● DATASET EXCERPTS:
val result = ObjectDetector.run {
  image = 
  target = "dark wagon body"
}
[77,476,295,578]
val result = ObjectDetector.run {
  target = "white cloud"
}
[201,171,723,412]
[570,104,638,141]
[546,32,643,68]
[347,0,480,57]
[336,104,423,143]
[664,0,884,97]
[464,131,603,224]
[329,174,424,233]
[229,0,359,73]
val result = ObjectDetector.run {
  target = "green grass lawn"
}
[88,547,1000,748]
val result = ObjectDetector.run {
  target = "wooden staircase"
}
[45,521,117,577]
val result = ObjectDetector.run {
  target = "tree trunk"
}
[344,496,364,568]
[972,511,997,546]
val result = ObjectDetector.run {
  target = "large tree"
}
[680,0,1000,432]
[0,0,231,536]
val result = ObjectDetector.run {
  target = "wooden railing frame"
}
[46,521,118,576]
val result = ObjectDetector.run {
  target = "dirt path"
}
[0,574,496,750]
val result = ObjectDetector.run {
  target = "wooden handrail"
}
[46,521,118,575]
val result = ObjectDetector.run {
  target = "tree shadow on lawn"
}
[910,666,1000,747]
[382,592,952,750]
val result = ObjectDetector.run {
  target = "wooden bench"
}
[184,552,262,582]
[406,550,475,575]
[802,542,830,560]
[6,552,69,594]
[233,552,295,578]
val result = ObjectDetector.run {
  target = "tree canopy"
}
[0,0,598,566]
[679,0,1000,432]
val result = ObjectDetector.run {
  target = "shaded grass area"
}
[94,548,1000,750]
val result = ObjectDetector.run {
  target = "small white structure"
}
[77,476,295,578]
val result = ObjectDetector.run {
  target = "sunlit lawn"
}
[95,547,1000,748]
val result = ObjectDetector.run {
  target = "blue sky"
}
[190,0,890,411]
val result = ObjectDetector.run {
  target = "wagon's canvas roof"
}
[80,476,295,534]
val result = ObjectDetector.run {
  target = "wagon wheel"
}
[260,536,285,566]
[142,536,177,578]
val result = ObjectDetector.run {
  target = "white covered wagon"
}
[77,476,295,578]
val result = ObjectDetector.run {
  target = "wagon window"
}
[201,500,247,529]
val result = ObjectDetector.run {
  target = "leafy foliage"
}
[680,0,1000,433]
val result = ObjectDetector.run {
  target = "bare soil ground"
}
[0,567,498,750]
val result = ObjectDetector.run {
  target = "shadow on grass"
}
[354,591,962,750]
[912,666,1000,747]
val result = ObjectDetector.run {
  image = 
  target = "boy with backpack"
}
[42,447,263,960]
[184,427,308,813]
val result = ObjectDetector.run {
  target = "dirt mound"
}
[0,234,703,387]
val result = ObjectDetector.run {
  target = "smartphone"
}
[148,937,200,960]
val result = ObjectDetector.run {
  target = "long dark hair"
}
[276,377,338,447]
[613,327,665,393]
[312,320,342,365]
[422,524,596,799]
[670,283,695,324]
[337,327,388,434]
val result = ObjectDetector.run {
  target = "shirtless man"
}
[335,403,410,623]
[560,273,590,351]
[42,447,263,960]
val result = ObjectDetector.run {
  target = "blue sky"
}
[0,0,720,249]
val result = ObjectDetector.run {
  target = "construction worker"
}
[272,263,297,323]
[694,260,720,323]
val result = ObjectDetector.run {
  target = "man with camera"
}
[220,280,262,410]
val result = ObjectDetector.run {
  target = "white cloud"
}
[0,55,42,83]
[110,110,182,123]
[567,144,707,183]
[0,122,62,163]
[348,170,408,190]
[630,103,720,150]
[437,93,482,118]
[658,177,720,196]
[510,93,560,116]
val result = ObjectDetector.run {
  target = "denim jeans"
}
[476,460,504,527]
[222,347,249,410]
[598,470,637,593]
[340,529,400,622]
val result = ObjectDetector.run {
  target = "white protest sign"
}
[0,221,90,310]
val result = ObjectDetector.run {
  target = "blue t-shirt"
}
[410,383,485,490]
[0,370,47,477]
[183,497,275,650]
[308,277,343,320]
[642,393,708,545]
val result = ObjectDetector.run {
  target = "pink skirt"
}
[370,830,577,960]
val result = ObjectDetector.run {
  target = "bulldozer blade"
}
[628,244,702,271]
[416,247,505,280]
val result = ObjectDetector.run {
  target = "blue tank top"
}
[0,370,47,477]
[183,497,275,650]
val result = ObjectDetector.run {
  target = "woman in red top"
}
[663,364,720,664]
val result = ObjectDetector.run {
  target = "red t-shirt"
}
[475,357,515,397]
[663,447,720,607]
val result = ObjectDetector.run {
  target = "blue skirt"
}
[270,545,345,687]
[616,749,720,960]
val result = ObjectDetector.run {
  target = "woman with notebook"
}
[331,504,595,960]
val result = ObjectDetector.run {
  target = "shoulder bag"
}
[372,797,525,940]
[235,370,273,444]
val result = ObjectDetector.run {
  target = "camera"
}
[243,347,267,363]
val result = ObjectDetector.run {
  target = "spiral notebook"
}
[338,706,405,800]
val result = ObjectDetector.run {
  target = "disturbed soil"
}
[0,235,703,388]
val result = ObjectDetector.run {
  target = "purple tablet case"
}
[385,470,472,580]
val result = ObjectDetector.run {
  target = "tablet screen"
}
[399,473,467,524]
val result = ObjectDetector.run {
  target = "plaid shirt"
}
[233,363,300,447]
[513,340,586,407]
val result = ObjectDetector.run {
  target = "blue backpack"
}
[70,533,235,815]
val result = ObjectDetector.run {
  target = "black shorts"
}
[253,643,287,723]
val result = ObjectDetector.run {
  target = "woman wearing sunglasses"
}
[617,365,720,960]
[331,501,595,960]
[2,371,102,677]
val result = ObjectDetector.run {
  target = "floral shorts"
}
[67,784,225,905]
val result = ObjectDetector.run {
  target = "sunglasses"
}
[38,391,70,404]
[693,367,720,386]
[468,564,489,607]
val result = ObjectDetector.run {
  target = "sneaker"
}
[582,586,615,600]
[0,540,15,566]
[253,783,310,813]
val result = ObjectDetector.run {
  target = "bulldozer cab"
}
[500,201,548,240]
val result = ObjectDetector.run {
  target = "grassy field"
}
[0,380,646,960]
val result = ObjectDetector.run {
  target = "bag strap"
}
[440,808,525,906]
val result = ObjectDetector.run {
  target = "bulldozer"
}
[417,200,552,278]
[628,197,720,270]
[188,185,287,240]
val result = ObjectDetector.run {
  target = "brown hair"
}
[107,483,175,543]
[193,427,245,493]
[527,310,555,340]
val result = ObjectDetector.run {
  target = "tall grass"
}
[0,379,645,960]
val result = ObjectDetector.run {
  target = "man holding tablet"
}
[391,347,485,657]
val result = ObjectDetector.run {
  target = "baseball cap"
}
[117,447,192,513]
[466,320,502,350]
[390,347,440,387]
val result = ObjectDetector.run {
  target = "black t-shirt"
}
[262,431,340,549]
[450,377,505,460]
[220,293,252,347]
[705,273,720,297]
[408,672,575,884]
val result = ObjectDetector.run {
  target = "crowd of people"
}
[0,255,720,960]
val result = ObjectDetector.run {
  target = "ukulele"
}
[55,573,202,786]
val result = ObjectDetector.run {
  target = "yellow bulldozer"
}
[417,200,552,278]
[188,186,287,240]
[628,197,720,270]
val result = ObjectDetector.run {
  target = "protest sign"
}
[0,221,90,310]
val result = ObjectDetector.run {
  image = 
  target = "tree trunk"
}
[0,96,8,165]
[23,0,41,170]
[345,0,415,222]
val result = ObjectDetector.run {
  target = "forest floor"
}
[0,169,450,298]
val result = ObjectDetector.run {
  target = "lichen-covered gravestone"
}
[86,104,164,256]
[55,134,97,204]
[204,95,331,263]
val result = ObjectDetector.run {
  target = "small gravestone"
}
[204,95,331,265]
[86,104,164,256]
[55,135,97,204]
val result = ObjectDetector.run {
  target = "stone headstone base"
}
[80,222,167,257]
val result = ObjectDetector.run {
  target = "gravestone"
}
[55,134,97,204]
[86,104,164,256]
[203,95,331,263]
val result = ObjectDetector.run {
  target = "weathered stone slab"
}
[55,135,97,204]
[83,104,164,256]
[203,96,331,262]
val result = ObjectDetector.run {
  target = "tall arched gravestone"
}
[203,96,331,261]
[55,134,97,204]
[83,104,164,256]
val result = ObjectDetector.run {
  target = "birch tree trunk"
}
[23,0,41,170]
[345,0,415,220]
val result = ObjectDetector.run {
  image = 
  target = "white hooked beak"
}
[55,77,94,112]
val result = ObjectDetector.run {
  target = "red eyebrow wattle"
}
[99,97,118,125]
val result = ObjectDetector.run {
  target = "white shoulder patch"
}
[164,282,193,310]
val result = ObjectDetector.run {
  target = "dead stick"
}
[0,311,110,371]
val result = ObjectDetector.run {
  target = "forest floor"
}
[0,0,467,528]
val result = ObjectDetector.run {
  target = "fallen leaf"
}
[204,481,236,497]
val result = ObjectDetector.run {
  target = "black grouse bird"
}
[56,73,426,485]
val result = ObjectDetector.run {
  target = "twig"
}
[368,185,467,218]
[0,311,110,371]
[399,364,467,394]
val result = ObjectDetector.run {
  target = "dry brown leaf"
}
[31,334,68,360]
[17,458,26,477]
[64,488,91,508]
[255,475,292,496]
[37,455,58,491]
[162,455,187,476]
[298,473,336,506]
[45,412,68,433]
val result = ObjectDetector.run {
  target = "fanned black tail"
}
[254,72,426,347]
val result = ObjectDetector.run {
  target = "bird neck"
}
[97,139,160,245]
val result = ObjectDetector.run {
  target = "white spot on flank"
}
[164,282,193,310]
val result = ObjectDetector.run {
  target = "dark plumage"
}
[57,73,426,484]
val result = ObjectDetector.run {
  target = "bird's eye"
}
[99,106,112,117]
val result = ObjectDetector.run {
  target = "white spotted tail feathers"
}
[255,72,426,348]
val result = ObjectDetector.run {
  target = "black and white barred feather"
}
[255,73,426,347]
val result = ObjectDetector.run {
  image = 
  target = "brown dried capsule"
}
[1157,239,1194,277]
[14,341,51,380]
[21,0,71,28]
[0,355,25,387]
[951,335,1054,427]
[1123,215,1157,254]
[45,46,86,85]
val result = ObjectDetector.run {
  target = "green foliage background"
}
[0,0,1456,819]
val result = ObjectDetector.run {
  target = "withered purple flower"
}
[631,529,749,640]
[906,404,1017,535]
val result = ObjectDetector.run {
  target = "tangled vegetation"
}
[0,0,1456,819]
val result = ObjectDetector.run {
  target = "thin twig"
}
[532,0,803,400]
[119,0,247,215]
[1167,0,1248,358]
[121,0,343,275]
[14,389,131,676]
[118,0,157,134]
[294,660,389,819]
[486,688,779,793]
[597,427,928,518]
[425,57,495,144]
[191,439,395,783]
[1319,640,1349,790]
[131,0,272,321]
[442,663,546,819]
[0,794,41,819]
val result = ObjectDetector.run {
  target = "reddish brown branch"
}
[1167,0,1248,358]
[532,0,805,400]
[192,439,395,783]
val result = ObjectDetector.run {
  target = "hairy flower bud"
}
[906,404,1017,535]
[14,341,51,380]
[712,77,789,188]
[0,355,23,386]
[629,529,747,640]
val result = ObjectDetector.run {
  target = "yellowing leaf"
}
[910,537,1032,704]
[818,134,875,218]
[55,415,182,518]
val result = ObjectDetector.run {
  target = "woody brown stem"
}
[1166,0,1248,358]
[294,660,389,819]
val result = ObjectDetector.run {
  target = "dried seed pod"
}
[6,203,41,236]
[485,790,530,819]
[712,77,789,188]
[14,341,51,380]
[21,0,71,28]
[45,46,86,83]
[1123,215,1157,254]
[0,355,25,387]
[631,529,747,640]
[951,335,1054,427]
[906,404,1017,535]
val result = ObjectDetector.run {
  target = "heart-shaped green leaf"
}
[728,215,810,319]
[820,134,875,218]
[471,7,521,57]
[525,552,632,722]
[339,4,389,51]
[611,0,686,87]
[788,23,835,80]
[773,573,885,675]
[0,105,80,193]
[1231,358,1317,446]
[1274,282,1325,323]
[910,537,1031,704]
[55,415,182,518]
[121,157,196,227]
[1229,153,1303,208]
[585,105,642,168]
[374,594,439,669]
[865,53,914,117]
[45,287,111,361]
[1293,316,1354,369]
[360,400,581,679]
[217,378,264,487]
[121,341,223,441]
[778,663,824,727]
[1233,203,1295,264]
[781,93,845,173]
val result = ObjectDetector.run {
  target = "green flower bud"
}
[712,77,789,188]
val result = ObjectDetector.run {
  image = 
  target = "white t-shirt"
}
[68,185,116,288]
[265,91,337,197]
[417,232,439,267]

● PROBLEM REQUIREMENTS: Please reproduce everything from the start of the data down to the line containing "[0,0,231,536]", substituting "green meadow" for "green grass lawn" and leaving everything else unchanged. Give only that portion.

● FINISHED TASK:
val result = ObjectDetector.run {
  image = 
  target = "dark wagon body"
}
[77,476,295,578]
val result = ObjectDetector.run {
  target = "white cloud"
}
[201,171,723,412]
[570,104,638,141]
[546,32,643,68]
[347,0,480,57]
[336,104,423,143]
[664,0,884,97]
[464,131,603,224]
[329,174,424,233]
[229,0,359,73]
val result = ObjectDetector.run {
  target = "green meadow"
}
[88,547,1000,748]
val result = ObjectDetector.run {
  target = "wooden staircase"
}
[45,521,117,577]
val result = ObjectDetector.run {
  target = "tree trunk"
}
[344,496,364,568]
[972,511,997,546]
val result = ObjectDetector.run {
  target = "large tree"
}
[680,0,1000,432]
[0,0,231,536]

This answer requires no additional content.